*SHORT EXERCISE 1*. Echo the passage on the Church and conscience word for word, starting at "And this certainly" and ending at "repression, you know!).".

*PASSAGE TO READ*.
※ ※ ※
Let’s start with something far more important: Christ’s Church, the Chosen Bride of the King (see what I did there?).

For me, as a traditional Christian, “politics is downstream from culture,” and culture, derived from the Latin cultus, means “care, cultivation, worship,” which relates to religious faith. This, in turn, brings me to the Church and its responsibility for educating and disciplining the people of God — keeping its own house in order. In other words, Christian truth — backed up with real consequences when ignored (not only what some call “natural consequences”) — must continually prevail over and against even more “liberal” notions.

This includes even liberal political notions like freedom, equality, fraternity, etc. – things admittedly made somewhat realizable for many only with the help of Christianity.

And this certainly is no small task for today’s church. Why? It is because everywhere, including within the Church, consciences have been and are being increasingly seared and hardened (more on these concepts below) daily….
And, looking out more broadly, in many cases, the world and the Church like how it conscience has been seared and hardened. As Woody Allen so memorably put it, “the heart wants what it wants”. Freedom! (vs. that terrible Christian repression, you know!).

At the same time, there is an annoying side-effect of all this. When these folks think about Christianity, it can ruin their day. Thinking about the faith’s views about sex and gender in particular, they get upset and then proceed to ask the faithful why we fixate on these issues.
Currently, Theresa Latini, newly elected President of United Lutheran Seminary in Pennsylvania, is finding out that a position she took in the past — that Christians should resist same-sex attraction — is enough to have her run out of an ELCA seminary today.

Way back in 2009, when the Lutheran theologian Timothy Wengert provided the justification for the Evangelical Lutheran Church of America’s (ELCA) acceptance of homosexual behavior by their clergy, many who both reject Christ and who claim Christ were doubtless gratified. On the other hand, the short paper Wengert wrote which did this, “Reflections on the Bound Conscience in Lutheran Theology,”[1] prompted my own pastor – a Lutheran who loves and adheres to the 1580 Book of Concord – to study the topic of conscience in the work of Martin Luther.

I highly recommend reading Pastor Paul Strawn’s paper, as you will learn about…:
- Wengert’s “simply tragic” (I’d use a different word) failure to acknowledge existing scholarship that had been done on Martin Luther and the conscience by highly noted scholars (I add, this is a good way to kill your conscience about conscience).
- How for Luther, “the burdening of the conscience with man-made laws or traditions, and the burdening of the conscience by the Law of God in view of sin, are two vastly different things.”
- How this conscience burdened by God’s Law is an “evil conscience,” “plagued by guilt and despair in the face of the knowledge of God’s judgment upon a specific sin.”
- How an evil conscience can become hardened: “man can and does fight against his conscience and eventually, may even be able to subdue it so that it goes into a type of dormancy.”
- How Luther found these things not only in the Bible, but in the character of Orestes in Virgil’s Aeneid: the Erinyes, or Furies, of Alecto (“unceasing”), Megaera (“grudging”), and Tisiphone (“avenging murder,” hounding the guilty for their sin). If hell is not feared, future pain and suffering certainly is.
※ ※ ※
*SHORT EXERCISE 2*. List every line of the records that contains the string "query".

A run of records:
※ ※ ※
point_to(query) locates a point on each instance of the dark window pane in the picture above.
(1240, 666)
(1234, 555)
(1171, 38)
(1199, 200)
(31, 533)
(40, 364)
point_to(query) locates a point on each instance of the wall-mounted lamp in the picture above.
※ ※ ※
*RESPONSE 1*.
And this certainly is no small task for today’s church. Why? It is because everywhere, including within the Church, consciences have been and are being increasingly seared and hardened (more on these concepts below) daily….
And, looking out more broadly, in many cases, the world and the Church like how it conscience has been seared and hardened. As Woody Allen so memorably put it, “the heart wants what it wants”. Freedom! (vs. that terrible Christian repression, you know!).

*RESPONSE 2*.
point_to(query) locates a point on each instance of the dark window pane in the picture above.
point_to(query) locates a point on each instance of the wall-mounted lamp in the picture above.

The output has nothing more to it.